start Provided records

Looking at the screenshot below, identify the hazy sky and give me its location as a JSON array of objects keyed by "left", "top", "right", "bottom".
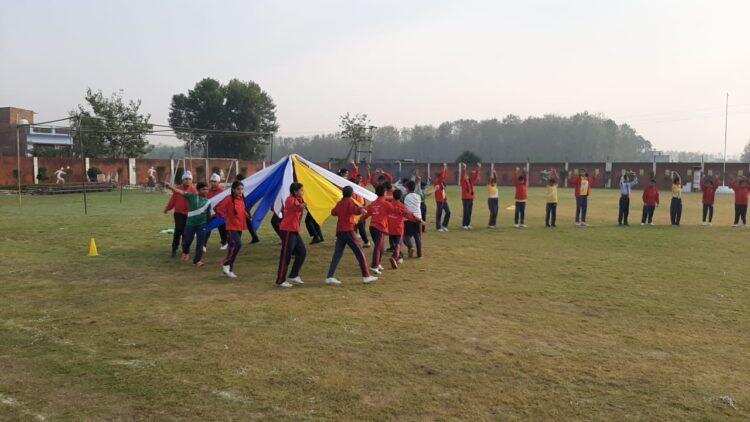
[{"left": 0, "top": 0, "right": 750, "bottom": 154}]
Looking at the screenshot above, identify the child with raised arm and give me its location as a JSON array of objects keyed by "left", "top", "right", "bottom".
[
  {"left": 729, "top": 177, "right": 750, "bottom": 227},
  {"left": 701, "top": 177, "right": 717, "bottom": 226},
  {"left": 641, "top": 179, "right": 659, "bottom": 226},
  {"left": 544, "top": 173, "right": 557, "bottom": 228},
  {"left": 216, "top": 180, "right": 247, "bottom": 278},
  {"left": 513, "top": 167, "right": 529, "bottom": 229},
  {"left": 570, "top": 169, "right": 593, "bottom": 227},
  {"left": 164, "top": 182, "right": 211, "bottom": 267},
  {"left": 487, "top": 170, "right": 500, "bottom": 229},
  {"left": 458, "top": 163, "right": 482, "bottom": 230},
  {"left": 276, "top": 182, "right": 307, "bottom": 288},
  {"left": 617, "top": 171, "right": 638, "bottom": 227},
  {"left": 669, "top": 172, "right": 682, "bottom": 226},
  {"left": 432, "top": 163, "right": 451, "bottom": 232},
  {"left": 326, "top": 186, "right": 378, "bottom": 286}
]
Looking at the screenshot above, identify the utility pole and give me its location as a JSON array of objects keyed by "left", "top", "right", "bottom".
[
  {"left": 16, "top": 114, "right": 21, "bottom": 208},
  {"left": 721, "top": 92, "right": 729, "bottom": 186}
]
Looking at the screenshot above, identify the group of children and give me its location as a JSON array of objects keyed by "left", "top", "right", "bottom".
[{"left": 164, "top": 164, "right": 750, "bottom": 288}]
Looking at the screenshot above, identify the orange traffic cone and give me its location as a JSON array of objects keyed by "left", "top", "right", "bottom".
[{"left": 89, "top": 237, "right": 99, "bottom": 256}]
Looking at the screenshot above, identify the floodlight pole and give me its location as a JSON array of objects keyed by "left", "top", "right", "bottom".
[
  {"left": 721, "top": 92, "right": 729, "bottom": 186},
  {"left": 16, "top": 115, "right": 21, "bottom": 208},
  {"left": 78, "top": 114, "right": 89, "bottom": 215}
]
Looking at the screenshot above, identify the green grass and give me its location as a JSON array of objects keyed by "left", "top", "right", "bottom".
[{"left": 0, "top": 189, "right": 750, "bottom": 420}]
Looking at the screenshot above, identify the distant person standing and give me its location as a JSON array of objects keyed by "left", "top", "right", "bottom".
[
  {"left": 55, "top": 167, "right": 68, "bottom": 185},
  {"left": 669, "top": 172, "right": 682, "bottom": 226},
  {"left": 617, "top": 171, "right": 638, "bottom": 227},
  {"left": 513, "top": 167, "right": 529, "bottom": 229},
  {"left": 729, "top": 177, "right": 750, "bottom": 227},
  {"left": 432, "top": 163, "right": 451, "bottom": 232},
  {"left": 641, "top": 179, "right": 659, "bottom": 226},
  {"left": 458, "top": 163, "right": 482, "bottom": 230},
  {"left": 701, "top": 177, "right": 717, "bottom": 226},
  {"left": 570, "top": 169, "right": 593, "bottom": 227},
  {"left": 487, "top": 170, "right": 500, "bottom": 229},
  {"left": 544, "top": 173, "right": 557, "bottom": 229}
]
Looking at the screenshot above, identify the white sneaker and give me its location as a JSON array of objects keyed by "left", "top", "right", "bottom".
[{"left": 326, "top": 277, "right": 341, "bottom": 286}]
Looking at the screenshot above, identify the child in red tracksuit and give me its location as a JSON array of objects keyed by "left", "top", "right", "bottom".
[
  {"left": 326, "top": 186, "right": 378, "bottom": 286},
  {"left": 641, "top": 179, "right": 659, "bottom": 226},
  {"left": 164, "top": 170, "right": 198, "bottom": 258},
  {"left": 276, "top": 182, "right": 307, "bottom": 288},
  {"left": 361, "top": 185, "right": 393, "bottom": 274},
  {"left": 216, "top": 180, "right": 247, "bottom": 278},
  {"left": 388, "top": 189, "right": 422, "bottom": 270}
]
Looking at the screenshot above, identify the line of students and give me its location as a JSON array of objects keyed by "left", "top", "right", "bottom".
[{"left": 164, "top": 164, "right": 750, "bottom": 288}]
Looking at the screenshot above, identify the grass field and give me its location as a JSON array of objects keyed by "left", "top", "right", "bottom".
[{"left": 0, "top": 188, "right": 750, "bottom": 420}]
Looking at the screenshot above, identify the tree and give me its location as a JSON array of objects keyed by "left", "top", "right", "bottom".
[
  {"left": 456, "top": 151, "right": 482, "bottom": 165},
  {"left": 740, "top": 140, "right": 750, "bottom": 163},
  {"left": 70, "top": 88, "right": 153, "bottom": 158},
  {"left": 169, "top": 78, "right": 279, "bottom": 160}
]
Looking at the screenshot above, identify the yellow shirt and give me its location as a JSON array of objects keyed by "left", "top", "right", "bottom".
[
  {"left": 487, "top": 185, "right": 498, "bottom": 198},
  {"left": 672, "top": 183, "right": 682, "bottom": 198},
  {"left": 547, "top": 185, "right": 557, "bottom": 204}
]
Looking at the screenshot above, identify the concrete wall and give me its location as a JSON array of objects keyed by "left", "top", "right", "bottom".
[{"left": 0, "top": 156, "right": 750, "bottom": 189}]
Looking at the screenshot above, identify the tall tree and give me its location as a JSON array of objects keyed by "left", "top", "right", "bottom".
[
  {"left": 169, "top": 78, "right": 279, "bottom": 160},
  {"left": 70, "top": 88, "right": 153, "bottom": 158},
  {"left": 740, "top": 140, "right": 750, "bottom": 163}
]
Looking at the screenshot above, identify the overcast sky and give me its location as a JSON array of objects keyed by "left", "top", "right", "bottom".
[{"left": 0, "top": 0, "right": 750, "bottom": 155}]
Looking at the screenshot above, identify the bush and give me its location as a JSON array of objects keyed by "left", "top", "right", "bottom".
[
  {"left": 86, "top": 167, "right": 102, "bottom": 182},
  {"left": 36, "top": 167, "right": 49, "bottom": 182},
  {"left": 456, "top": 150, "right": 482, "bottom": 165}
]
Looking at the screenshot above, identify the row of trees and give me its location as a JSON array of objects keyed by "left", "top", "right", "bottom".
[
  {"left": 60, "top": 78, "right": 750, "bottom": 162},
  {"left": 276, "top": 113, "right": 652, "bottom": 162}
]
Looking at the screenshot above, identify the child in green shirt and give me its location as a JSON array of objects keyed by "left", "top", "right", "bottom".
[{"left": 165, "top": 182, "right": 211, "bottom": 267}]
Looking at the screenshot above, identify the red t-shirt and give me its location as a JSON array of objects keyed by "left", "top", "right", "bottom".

end Provided records
start Provided records

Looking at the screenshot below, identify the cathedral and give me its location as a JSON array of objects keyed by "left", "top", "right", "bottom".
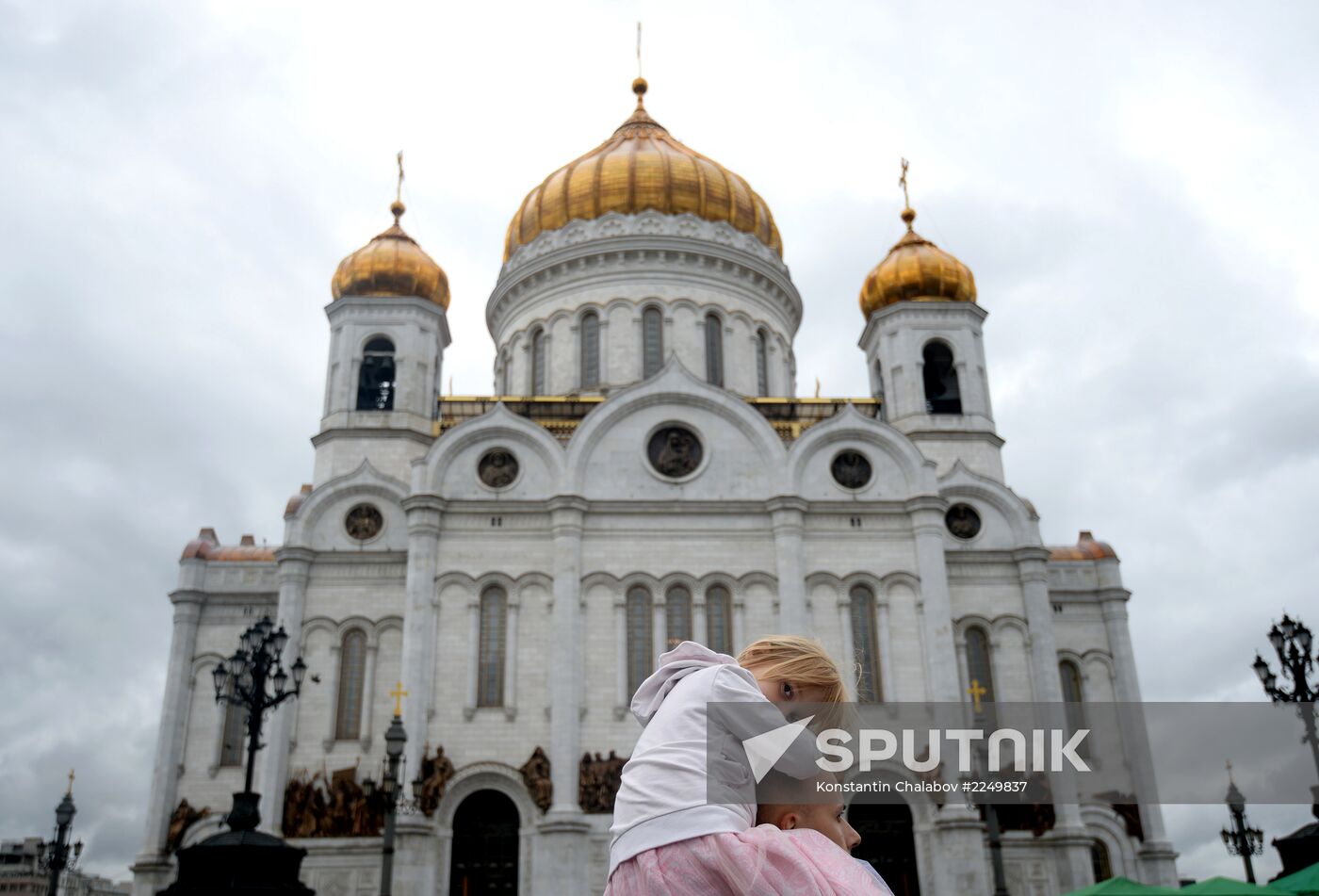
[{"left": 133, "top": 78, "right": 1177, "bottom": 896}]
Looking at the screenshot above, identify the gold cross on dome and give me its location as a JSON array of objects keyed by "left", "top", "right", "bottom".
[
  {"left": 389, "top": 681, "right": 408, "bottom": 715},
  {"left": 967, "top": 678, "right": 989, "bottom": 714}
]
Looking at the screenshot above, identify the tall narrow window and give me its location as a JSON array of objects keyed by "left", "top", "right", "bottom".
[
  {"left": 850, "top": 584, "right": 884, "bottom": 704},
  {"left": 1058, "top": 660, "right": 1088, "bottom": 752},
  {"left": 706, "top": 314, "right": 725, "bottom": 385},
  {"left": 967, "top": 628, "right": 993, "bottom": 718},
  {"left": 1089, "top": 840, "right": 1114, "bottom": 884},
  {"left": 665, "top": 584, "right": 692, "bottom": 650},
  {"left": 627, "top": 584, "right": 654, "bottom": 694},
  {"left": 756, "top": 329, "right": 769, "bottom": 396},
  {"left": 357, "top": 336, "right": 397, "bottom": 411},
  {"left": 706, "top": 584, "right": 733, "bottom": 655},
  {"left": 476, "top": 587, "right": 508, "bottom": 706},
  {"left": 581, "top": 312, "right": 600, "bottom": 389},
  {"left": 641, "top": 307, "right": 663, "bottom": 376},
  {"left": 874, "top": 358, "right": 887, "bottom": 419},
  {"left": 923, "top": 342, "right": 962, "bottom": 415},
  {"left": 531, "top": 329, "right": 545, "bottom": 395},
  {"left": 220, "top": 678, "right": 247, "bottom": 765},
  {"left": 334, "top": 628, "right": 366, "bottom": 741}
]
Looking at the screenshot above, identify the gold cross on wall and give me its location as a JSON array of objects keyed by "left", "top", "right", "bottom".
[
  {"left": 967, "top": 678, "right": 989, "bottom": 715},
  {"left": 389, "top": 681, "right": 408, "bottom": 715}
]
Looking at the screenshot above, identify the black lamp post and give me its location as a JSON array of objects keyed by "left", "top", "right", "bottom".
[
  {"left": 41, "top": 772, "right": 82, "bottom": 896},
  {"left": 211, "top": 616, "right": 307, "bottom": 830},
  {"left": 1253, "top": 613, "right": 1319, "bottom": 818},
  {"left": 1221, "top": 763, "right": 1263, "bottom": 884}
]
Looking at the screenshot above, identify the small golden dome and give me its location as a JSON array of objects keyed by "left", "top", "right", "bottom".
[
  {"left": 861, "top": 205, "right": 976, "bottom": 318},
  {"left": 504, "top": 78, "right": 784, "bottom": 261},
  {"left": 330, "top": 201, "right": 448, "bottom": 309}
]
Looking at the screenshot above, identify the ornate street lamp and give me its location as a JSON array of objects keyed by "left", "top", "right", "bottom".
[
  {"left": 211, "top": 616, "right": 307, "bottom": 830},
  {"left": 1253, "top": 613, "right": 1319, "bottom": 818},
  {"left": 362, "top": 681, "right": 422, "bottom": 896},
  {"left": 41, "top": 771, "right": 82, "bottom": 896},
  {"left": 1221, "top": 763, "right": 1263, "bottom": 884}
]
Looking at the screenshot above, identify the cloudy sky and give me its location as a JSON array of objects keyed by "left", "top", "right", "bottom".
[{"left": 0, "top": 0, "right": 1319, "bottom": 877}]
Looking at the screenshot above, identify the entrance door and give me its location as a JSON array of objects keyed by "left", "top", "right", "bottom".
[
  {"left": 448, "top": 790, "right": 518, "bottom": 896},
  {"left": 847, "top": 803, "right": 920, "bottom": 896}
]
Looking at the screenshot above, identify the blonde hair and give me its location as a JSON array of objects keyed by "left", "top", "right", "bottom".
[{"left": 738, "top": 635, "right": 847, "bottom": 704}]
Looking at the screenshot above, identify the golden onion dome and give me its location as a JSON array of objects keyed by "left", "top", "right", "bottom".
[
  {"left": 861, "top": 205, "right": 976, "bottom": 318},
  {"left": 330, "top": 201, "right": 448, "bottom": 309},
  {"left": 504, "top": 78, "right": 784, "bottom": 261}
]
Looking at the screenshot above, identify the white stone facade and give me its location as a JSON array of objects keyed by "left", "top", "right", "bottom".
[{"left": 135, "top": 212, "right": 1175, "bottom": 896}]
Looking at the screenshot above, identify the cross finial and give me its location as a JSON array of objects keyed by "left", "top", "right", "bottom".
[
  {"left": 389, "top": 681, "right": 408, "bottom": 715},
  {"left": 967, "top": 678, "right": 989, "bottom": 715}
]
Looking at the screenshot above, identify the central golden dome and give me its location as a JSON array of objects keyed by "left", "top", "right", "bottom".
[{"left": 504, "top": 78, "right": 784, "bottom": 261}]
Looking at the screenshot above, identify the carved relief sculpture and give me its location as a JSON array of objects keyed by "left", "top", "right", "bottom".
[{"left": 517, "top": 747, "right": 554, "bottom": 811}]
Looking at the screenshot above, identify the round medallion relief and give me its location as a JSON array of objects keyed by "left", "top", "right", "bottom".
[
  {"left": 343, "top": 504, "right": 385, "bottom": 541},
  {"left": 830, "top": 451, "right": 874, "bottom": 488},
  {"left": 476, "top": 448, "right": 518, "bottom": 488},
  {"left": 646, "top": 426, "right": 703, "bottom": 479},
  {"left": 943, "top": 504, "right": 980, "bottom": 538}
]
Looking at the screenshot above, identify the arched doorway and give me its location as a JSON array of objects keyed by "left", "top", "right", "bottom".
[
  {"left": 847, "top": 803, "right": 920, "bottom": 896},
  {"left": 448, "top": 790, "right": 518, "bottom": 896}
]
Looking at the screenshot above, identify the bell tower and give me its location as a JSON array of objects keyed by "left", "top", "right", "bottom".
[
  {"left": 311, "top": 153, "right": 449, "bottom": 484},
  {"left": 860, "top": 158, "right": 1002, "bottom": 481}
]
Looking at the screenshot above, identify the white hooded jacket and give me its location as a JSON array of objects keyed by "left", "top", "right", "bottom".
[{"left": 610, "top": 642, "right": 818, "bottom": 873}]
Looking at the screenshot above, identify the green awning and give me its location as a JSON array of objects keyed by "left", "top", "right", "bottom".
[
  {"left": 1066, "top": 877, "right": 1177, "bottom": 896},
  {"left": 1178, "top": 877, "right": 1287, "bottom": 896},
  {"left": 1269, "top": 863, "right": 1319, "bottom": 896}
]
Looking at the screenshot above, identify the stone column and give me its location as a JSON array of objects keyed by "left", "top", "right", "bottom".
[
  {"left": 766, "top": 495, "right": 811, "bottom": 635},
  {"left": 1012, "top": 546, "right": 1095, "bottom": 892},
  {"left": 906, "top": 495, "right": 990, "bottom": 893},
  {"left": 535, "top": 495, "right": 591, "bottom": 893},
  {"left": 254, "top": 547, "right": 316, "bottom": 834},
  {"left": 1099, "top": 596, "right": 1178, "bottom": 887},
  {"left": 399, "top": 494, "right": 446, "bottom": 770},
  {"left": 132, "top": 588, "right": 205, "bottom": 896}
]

end Provided records

Which lines in the records above contain the word "white"? Copy each of them out in full.

Looking at the screenshot above, identify the white sneaker and give me its location as a JSON array of objects keyed by "left", "top", "right", "bottom".
Looking at the screenshot above, identify the white stone facade and give me its location as a JSON array of objects keyed by "left", "top", "right", "bottom".
Looking at the screenshot above, identify the white hooded jacket and give me its location as a JSON array of objects keyed by "left", "top", "right", "bottom".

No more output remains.